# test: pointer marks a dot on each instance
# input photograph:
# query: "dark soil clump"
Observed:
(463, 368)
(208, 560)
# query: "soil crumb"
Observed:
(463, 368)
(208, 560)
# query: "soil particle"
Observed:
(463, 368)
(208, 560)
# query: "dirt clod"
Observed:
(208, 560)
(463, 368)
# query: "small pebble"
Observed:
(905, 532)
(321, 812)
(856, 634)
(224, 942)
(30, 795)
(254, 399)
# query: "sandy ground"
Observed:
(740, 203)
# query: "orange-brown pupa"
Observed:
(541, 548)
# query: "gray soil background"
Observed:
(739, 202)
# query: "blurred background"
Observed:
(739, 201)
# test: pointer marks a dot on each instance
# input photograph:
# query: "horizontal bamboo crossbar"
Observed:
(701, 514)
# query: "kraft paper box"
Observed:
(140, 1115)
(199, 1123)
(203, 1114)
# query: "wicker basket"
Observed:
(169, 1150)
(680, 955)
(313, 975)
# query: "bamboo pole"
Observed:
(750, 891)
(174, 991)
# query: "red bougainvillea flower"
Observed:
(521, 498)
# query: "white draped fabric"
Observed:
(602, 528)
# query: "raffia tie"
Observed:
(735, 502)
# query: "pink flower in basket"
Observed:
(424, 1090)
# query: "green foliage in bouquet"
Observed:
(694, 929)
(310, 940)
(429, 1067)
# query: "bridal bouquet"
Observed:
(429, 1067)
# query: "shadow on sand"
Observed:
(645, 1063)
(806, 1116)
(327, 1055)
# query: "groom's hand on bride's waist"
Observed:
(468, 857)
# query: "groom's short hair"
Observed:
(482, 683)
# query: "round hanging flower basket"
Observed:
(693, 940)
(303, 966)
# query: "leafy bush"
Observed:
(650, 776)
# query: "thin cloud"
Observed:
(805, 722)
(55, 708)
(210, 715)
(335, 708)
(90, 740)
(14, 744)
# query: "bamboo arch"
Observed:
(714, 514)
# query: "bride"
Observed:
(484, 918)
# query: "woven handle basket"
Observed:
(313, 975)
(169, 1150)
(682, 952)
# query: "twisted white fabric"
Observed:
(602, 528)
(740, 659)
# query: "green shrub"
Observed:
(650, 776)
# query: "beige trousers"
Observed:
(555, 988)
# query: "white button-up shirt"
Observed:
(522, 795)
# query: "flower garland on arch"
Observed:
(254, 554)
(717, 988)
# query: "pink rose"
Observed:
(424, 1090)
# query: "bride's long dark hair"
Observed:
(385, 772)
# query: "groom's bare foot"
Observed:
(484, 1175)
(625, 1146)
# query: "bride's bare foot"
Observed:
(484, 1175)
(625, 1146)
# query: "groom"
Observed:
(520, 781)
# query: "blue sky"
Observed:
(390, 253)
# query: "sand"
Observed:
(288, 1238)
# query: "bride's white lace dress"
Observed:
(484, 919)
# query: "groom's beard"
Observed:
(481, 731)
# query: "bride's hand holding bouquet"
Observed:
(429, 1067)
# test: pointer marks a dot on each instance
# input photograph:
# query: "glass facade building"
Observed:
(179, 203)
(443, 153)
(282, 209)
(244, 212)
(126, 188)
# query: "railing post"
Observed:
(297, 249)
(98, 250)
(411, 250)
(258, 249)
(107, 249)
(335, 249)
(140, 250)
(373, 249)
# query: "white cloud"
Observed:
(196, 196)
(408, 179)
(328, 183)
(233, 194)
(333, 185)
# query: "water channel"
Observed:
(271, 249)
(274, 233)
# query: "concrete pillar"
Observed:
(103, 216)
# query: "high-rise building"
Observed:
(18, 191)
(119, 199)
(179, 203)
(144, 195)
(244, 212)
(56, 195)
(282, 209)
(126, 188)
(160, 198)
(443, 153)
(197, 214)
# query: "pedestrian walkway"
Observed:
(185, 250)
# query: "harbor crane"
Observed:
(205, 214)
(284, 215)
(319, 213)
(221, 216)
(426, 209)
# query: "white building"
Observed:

__Your objective__.
The records above should be returned exactly.

__Exercise response__.
# test: pointer marks a dot on each instance
# input photograph:
# query: "dark soil clump"
Observed:
(463, 368)
(208, 560)
# query: "soil crumb"
Observed:
(463, 368)
(208, 560)
# query: "soil particle"
Observed:
(463, 368)
(208, 560)
# query: "dirt clod"
Observed:
(208, 560)
(463, 368)
# query: "small pebble"
Observed:
(905, 532)
(321, 812)
(856, 634)
(224, 942)
(30, 795)
(254, 399)
# query: "sandy ground"
Observed:
(740, 203)
# query: "orange-brown pupa"
Observed:
(541, 548)
# query: "gray soil background"
Observed:
(739, 202)
# query: "blurred background"
Observed:
(739, 201)
# test: pointer marks a dot on each instance
# input photograph:
# query: "horizontal bamboo crossbar"
Observed:
(701, 514)
# query: "kraft paper box"
Observed:
(140, 1115)
(199, 1123)
(203, 1114)
# query: "wicker basket"
Observed:
(169, 1150)
(680, 955)
(313, 975)
# query: "bamboo pole"
Observed:
(750, 891)
(174, 991)
# query: "red bougainvillea flower"
Observed:
(521, 498)
# query: "white draped fabric"
Observed:
(602, 528)
# query: "raffia tie"
Observed:
(735, 502)
# query: "pink flower in basket"
Observed:
(424, 1090)
# query: "green foliage in bouquet"
Observed:
(694, 929)
(310, 940)
(429, 1067)
# query: "bridal bouquet"
Observed:
(429, 1067)
# query: "shadow on sand"
Observed:
(645, 1063)
(806, 1116)
(327, 1055)
# query: "groom's hand on bride's waist"
Observed:
(468, 857)
# query: "groom's short hair"
Observed:
(482, 683)
# query: "round hanging flower basket"
Observed:
(693, 940)
(303, 966)
# query: "leafy bush"
Observed:
(650, 776)
# query: "thin cloud"
Observed:
(805, 722)
(55, 708)
(210, 715)
(335, 708)
(90, 740)
(14, 744)
# query: "bamboo arch"
Observed:
(714, 514)
# query: "bride"
Observed:
(484, 918)
# query: "woven handle basket"
Observed:
(313, 975)
(169, 1150)
(682, 952)
# query: "twisted white fabric"
Observed:
(602, 528)
(740, 659)
# query: "green shrub"
Observed:
(650, 776)
# query: "beige trousers"
Observed:
(555, 988)
# query: "white button-up shirt"
Observed:
(522, 795)
# query: "flower garland on arch"
Observed:
(254, 554)
(717, 988)
# query: "pink rose"
Observed:
(424, 1090)
# query: "bride's long dark hair"
Observed:
(385, 772)
# query: "groom's bare foot"
Observed:
(484, 1175)
(625, 1146)
# query: "bride's bare foot"
Observed:
(484, 1175)
(625, 1146)
# query: "groom"
Observed:
(520, 781)
# query: "blue sky"
Observed:
(390, 253)
# query: "sand"
Observed:
(288, 1238)
# query: "bride's white lace dress"
Observed:
(484, 919)
# query: "groom's beard"
Observed:
(481, 731)
# query: "bride's hand holding bouquet"
Observed:
(429, 1067)
# test: pointer marks a dot on each instance
# input photograph:
# query: "glass facade building"
Observed:
(179, 203)
(443, 153)
(282, 209)
(244, 212)
(126, 188)
# query: "railing post"
Observed:
(297, 249)
(98, 250)
(411, 250)
(258, 249)
(107, 249)
(335, 249)
(140, 250)
(373, 249)
# query: "white cloud"
Observed:
(196, 196)
(408, 179)
(328, 183)
(233, 194)
(333, 185)
# query: "water channel"
Observed:
(271, 249)
(274, 233)
# query: "concrete pillar"
Observed:
(103, 216)
# query: "high-rise building"
Observed:
(18, 191)
(119, 199)
(179, 203)
(144, 195)
(244, 212)
(56, 195)
(282, 209)
(126, 188)
(160, 198)
(443, 153)
(197, 214)
# query: "pedestrian walkway"
Observed:
(185, 250)
# query: "harbor crane"
Observed:
(205, 214)
(284, 215)
(319, 213)
(221, 216)
(426, 209)
# query: "white building"
Observed:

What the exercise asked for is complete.